[Dataset records]
══════════

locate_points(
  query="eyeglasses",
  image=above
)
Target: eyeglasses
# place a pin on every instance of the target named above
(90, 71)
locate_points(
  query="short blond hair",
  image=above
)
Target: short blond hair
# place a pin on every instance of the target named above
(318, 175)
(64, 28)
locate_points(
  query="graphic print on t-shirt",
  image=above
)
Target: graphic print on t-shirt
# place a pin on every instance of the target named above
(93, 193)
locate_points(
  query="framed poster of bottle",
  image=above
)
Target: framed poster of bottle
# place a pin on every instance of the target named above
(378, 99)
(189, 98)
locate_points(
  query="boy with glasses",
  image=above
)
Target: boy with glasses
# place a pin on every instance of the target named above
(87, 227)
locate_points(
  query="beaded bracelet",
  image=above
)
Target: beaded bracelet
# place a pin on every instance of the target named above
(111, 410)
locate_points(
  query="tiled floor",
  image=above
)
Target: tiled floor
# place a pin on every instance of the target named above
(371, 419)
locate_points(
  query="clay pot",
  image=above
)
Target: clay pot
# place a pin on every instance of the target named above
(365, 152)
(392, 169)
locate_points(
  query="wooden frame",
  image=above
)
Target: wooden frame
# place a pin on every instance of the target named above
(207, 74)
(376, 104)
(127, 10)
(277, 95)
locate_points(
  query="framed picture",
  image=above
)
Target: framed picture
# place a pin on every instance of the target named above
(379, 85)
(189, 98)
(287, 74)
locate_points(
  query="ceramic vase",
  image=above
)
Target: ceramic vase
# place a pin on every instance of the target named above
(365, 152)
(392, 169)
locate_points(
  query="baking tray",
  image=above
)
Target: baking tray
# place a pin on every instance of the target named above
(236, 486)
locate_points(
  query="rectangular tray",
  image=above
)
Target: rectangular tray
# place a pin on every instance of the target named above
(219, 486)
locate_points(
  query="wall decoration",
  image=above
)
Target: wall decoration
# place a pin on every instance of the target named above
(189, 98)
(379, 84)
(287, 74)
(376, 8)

══════════

- Exercise details:
Count the lines in the rows above that contain the string "bracelet". Reply with the number alone.

- Exercise result:
2